• _Task requirements_: Give the listing below again in full, exactly as written.

• _Data section_:
-.-.-

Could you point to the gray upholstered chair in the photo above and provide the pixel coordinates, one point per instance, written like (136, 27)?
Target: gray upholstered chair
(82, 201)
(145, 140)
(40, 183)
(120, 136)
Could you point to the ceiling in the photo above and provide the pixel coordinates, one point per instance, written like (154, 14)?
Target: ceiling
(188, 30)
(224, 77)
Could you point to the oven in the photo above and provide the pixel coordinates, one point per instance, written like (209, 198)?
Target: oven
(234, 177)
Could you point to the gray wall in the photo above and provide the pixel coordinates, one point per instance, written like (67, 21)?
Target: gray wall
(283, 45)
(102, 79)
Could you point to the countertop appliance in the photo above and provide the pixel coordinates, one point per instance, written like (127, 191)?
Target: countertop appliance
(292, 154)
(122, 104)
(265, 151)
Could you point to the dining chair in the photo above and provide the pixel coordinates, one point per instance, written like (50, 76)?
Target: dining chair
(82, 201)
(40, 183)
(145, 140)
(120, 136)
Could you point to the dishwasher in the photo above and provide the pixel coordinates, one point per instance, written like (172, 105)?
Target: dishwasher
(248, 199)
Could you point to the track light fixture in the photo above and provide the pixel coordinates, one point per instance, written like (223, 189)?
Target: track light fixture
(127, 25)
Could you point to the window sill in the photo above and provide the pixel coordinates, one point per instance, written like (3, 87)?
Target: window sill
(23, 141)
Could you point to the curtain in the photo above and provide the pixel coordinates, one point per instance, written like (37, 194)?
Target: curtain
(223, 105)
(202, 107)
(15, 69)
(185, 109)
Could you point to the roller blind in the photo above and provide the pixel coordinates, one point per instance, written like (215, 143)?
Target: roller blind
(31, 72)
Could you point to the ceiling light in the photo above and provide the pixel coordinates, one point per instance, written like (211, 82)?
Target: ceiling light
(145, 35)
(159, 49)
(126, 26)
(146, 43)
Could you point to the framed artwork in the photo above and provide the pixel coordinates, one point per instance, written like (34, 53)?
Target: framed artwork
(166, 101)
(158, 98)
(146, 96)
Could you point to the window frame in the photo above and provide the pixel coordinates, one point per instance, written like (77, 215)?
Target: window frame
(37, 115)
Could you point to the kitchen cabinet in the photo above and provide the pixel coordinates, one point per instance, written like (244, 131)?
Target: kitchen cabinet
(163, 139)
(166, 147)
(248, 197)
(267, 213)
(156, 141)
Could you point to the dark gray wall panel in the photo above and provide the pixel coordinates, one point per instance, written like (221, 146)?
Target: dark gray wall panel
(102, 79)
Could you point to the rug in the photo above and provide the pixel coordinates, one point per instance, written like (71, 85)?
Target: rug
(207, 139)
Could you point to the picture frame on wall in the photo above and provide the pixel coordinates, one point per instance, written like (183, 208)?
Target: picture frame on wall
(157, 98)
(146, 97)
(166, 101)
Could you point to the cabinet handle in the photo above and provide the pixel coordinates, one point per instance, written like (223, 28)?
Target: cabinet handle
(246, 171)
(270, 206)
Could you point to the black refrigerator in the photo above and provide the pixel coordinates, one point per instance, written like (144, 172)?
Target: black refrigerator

-.-.-

• _Result_:
Could you point to the gray upholstered chair in the photo above and provide the pixel coordinates, one point per instance, written like (136, 27)?
Target: gray upholstered chair
(82, 201)
(145, 140)
(40, 183)
(120, 136)
Could you point to the ceiling in the photo above and provide the pixel coordinates, one point per instance, written like (154, 14)?
Target: ceiling
(188, 30)
(224, 77)
Could you point to the oven in the photo above and provide the pixel coordinates, one point per instance, written like (209, 198)?
Target: oven
(234, 177)
Could you point to the gray wall in the photo above and provide the pixel coordinates, one point per instance, written like (67, 21)?
Target: gray wall
(283, 45)
(102, 79)
Could you point to the countertop appliance in the photo above and provide the pixel coordinates, one point per instance, written like (127, 191)?
Target: countertop appliance
(292, 154)
(122, 104)
(265, 151)
Could you point to the dining chair in the photo above and provide the pixel coordinates, one point per instance, written like (50, 76)?
Target: dining chair
(82, 201)
(40, 183)
(145, 140)
(120, 136)
Could you point to the dishwasher in the photo above and provide the pixel coordinates, one point per instance, written like (172, 105)?
Target: dishwasher
(248, 199)
Could you point to the track light fixture in the photo above and provide the pixel coordinates, one point per instance, written like (223, 189)?
Target: track light fixture
(127, 25)
Could you point to the window sill in the photo above and provide the pixel coordinates, one point per instance, written like (3, 87)?
Target: window sill
(23, 141)
Could you point to the curtain in the photo above and provide the pixel coordinates, one point per instance, written like (37, 194)?
Target: curtain
(223, 105)
(202, 107)
(15, 69)
(185, 109)
Could you point to the roller blind in the photo above and provide the pixel coordinates, one point per instance, written like (215, 143)?
Target: roller blind
(31, 72)
Could you point to the ceiling light in the photo above and provide the pixel coordinates, one point per instance, written like (211, 82)?
Target: ceiling light
(145, 35)
(159, 49)
(126, 26)
(146, 43)
Could you point to the framed artwork in the photo above and provide the pixel coordinates, one point per instance, written like (34, 53)?
Target: framed artwork
(166, 101)
(158, 98)
(146, 96)
Could you point to the window frame in the photo above and provide the pixel coordinates, one point per instance, written like (77, 215)?
Target: window frame
(37, 115)
Could you point to the kitchen cabinet in the photo above and provide the pixel coordinates, one point per instance, written like (244, 131)?
Target: kitchen cabinet
(163, 139)
(166, 147)
(248, 197)
(267, 213)
(156, 141)
Could you point to the dark gray wall panel in the photo above and provide the pixel coordinates, one point per instance, written like (221, 146)?
Target: dark gray wall panel
(102, 79)
Could you point to the rug in the photo above and provide the pixel coordinates, one point per instance, written like (71, 85)?
Target: rug
(207, 139)
Could you point to the picture frame on wall in the photo above and provide the pixel coordinates, one point per instance, written like (183, 208)?
Target: picture frame on wall
(157, 98)
(146, 97)
(166, 101)
Could you point to the cabinet handle in the photo above and provide the pixel coordinates, one point per instance, written like (223, 28)?
Target: cabinet handle
(246, 171)
(270, 206)
Could you point to the black refrigerator in the photo above and provide the pixel coordinates, one point per instance, written like (144, 172)?
Target: black refrigerator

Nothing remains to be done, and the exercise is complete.